## [Aim]
Will you give the material below again, every line exactly as it is?

---- Data excerpts

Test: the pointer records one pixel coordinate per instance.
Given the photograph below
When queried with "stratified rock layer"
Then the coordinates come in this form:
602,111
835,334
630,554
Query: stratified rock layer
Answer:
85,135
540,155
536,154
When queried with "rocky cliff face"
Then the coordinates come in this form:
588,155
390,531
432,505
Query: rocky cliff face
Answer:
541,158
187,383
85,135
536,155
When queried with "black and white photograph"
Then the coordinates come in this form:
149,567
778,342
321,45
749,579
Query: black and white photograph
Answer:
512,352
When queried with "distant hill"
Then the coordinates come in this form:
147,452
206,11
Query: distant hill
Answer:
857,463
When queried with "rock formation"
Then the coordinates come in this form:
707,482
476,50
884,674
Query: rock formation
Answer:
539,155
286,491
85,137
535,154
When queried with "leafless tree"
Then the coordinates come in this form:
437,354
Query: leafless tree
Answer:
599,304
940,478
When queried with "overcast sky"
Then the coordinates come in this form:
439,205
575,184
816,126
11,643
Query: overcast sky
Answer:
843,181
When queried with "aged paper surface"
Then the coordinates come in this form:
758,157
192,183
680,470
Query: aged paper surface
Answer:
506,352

--------

## [Exercise solution]
Test: the pointer records one pixel coordinate per instance.
Given the photograph below
When queried with "stratified rock layer"
Then the coordinates come in this form:
602,111
835,334
630,554
Query: stratified rock layer
Answer:
85,135
540,155
536,154
When queried with "rocky cliff face"
Then the coordinates come in this form:
588,155
390,531
432,505
Query: rocky cliff face
Answer:
541,158
187,383
85,135
536,155
When queried with "black and white photograph"
Then the coordinates come in this form:
149,567
778,342
321,45
749,579
Query: black and white photograph
Answer:
512,352
When queried with "distant hill"
Then the coordinates come in this form:
147,452
206,11
Query: distant hill
Answer:
857,463
When queried with "rock formation"
Then the coordinates come in this form:
707,482
476,50
884,674
Query: rock formation
Answer:
539,155
286,491
85,137
535,154
When queried with "leafless tree"
Then the coordinates come in this form:
437,354
Query: leafless tree
Answer:
599,304
940,478
When queried with "overcast sky"
Then the coordinates come in this form:
439,205
575,184
816,126
11,643
Query: overcast sky
Answer:
843,181
When queried with "aged paper surface"
Then the coordinates come in this form:
758,157
192,183
680,470
Query: aged paper surface
Answer:
506,352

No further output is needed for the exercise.